_PASSAGE TO READ_:
This finding was reviewed with the Quality Coordinator, Inpatient Director and, the Risk Management Nurse during the exit conference.
Tag No.: E0026
Based on record review and interview, the facility failed to ensure emergency preparedness policies and procedures (EEP) include the role of the facility under a waiver declared by the Secretary, in accordance with section 1135 of the Act, in the provision of care and treatment at an alternate care site identified by emergency management officials in accordance with 42 CFR 482.15(b) (8). This deficient practice could affect all occupants.
Findings include:
Based on records review with the Risk Management Nurse on 11/28/23 between 1:00 p.m. to 3:00 p.m. and on 11/29/23 between 9:30 a.m. to 10:30 a.m., a complete policy and procedure for the role of the facility under a waiver declared by the Secretary, in accordance with section 1135 of the Act was not available for review. There was a sentence that stated, "If a 1135 waiver is declared, the facility will cooperate with emergency management personnel," but information on the policies or procedures were not stated. Based on interview at the time of record review the Risk Management Nurse acknowledged the1135 waiver policy was incomplete.
This finding was reviewed with the Quality Coordinator, Inpatient Director and, the Risk Management Nurse during the exit conference.
Tag No.: E0033
Based on record review and interview, the facility failed to ensure the emergency preparedness communication plan includes (4) A method for sharing information and medical documentation for residents under the facility's care, as necessary, with other health care providers to maintain the continuity of care; (5) A means, in the event of an evacuation, to release resident information as permitted under 45 CFR 164.510(b)(1)(ii); (6) A means of providing information about the general condition and location of residents under the facility's care as permitted under 45 CFR 164.510(b)(4) in accordance with 42 CFR 482.15(c)(4). This deficient practice could affect all occupants.

_RECORDS SUPPLIED_:

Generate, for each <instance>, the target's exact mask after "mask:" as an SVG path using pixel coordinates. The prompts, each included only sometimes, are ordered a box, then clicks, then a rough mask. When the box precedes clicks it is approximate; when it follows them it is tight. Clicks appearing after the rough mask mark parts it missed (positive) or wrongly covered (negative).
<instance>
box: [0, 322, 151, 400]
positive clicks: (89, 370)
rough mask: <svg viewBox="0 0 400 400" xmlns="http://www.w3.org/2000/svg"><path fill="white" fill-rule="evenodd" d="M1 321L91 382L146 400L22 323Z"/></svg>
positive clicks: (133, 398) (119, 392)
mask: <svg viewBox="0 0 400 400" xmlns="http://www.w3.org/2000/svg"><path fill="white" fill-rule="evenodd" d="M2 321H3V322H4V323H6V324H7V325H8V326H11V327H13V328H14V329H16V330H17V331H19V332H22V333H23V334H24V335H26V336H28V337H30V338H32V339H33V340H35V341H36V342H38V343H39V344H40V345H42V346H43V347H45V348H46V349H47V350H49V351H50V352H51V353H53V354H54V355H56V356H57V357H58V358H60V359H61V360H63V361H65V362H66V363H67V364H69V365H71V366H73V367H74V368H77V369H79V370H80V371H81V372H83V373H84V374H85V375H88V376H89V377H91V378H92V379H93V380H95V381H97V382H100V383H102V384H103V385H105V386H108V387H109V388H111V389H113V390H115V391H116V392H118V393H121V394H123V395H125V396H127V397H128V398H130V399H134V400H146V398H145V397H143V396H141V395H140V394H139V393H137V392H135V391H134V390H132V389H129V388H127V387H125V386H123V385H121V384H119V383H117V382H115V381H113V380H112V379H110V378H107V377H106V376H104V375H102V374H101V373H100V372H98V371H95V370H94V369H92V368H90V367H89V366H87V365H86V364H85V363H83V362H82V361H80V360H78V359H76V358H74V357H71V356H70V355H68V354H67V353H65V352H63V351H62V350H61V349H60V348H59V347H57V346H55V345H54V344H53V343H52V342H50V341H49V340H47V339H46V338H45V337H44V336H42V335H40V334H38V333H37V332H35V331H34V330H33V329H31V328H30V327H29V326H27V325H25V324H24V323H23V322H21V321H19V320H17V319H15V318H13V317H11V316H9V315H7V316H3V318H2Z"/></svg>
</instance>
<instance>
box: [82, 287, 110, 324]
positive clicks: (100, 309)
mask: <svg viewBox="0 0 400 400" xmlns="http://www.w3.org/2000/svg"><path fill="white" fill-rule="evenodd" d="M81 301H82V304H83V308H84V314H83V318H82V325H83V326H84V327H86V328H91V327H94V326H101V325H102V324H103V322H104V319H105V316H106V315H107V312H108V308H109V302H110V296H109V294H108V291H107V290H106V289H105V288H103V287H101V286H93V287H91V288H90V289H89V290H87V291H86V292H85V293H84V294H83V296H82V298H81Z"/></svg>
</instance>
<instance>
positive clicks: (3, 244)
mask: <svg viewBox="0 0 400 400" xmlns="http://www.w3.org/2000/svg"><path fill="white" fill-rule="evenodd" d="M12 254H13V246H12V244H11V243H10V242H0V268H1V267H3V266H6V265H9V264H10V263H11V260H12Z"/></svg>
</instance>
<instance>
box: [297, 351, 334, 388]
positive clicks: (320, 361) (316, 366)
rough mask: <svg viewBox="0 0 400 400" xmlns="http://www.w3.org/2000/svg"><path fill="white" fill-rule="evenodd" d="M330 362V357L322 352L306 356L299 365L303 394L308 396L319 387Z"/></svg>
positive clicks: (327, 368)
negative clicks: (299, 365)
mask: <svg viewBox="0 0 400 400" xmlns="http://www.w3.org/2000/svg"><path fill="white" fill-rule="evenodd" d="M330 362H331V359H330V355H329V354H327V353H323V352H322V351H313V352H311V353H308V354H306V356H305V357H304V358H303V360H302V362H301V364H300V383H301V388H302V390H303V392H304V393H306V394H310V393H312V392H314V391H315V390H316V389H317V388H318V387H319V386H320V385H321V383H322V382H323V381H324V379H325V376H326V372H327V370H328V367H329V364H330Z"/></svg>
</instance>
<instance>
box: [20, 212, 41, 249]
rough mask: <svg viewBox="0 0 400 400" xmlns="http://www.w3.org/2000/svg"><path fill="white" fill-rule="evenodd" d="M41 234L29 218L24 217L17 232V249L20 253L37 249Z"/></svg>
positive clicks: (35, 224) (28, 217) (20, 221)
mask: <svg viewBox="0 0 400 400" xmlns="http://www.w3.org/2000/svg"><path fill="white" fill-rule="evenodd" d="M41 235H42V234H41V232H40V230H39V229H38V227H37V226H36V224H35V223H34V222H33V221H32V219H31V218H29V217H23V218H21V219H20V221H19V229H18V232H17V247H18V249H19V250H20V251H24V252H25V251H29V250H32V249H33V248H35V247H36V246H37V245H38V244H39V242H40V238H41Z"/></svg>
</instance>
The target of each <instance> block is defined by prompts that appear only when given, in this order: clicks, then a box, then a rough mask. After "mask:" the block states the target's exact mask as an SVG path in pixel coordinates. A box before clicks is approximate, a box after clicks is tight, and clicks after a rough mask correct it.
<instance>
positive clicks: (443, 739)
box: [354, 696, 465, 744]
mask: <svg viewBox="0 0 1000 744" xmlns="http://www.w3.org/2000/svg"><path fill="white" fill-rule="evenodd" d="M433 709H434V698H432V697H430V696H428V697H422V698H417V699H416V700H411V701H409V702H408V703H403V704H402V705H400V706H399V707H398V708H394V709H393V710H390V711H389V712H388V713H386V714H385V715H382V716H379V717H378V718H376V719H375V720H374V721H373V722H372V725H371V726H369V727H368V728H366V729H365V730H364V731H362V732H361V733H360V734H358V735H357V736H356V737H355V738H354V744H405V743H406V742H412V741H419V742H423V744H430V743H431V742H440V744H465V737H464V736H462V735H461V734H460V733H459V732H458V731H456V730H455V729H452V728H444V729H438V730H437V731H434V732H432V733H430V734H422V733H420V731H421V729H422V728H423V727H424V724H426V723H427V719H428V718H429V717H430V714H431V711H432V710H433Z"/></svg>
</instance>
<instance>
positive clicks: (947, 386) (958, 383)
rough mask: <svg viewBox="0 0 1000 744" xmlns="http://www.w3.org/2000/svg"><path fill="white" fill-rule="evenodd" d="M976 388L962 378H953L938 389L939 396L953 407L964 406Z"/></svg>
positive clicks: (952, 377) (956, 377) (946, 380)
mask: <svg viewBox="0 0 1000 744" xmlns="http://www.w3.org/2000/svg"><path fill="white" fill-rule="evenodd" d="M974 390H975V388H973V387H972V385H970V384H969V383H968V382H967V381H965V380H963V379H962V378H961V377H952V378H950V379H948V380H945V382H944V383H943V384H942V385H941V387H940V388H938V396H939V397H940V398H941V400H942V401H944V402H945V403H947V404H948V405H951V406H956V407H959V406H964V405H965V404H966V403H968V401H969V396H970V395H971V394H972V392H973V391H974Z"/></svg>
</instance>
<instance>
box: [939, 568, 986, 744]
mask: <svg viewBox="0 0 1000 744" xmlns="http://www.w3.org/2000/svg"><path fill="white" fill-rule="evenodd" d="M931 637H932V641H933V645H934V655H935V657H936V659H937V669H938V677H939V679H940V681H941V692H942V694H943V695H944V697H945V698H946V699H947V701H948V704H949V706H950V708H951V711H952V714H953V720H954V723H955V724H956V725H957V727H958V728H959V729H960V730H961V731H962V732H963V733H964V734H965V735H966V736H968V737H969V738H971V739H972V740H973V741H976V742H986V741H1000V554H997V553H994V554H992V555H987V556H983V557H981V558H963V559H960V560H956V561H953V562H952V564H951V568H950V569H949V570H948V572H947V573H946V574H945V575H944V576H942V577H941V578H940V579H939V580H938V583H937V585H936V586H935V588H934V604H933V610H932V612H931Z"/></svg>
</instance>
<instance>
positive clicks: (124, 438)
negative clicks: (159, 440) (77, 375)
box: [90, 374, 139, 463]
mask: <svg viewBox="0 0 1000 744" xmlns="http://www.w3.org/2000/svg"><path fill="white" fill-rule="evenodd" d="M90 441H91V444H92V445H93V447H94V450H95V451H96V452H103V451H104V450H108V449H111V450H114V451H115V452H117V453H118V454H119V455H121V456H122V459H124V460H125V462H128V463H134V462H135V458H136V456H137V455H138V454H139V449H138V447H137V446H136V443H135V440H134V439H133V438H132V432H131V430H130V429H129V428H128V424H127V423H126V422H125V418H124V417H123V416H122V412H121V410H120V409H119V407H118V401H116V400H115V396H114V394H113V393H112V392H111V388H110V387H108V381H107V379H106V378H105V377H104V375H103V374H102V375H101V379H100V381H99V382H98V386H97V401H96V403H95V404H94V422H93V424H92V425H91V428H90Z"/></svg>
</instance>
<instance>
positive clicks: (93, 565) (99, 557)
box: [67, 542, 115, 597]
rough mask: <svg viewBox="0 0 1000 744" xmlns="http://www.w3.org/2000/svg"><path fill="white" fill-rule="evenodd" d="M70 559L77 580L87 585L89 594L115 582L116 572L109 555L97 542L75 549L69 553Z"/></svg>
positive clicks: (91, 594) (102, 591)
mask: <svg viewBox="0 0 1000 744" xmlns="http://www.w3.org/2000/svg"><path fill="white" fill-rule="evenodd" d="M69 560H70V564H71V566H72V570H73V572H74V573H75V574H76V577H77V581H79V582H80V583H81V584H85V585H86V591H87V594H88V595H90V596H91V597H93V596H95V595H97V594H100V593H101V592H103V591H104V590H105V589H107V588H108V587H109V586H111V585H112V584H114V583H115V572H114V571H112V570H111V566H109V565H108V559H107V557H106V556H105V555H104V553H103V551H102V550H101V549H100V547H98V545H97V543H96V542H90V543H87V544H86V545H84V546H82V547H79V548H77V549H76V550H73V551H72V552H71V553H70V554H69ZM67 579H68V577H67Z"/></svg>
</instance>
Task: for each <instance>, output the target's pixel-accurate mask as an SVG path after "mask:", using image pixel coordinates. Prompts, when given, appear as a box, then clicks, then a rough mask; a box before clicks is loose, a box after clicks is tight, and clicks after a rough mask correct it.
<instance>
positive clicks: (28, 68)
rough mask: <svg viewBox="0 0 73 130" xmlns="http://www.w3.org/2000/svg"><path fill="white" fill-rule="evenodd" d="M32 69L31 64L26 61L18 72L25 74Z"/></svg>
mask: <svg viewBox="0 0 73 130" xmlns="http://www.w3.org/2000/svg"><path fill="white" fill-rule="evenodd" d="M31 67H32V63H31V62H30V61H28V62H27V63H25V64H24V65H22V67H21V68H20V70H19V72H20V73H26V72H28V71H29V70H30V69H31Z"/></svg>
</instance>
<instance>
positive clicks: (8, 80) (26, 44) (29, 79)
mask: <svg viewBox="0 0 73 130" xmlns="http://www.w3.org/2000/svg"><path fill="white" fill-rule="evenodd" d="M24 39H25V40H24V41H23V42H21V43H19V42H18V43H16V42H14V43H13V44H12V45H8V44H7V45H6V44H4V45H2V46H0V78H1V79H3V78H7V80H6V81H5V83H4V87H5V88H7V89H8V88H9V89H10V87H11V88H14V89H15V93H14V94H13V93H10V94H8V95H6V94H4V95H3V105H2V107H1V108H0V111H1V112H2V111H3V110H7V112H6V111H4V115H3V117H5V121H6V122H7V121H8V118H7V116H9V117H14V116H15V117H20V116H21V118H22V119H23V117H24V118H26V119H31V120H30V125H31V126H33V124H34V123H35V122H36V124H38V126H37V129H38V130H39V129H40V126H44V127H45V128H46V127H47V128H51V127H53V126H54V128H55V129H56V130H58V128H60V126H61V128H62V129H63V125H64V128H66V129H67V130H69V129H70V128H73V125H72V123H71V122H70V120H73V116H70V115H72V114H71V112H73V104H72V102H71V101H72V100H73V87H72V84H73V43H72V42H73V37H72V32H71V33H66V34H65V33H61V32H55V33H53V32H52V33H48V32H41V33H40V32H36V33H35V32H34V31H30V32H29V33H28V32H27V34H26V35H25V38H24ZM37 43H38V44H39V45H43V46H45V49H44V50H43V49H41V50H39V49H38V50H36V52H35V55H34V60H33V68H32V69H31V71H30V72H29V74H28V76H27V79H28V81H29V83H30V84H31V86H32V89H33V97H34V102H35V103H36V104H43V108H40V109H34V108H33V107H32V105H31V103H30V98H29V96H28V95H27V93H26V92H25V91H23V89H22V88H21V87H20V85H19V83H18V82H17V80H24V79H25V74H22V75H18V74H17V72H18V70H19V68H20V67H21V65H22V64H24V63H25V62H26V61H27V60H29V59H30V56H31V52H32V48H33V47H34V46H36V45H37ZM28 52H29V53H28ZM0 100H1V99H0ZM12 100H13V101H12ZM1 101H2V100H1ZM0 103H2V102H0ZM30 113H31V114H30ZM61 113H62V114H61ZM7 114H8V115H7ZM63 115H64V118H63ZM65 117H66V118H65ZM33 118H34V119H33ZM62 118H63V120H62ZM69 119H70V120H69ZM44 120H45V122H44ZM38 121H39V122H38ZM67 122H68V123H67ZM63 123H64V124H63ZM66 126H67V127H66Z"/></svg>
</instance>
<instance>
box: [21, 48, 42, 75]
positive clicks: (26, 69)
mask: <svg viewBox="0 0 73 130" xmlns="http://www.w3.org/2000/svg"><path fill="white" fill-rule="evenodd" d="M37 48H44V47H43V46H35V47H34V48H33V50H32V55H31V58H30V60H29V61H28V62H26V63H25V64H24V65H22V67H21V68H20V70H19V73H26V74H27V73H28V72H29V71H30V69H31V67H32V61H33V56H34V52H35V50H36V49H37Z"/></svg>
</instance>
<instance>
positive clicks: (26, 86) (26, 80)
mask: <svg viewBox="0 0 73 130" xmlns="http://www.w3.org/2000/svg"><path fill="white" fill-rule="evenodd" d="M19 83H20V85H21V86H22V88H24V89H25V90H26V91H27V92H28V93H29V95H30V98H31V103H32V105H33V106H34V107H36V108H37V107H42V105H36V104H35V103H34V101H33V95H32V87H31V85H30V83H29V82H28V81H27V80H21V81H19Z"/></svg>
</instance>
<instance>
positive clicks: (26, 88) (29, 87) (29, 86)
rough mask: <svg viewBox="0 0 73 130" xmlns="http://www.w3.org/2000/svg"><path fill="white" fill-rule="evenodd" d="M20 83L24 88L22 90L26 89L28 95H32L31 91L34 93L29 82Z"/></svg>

_PROBLEM_: Please duplicate the emergency preparedness findings from "Tag No.: E0026" up to and including "(8). This deficient practice could affect all occupants.".

_RESPONSE TO THIS EXERCISE_:
Tag No.: E0026
Based on record review and interview, the facility failed to ensure emergency preparedness policies and procedures (EEP) include the role of the facility under a waiver declared by the Secretary, in accordance with section 1135 of the Act, in the provision of care and treatment at an alternate care site identified by emergency management officials in accordance with 42 CFR 482.15(b) (8). This deficient practice could affect all occupants.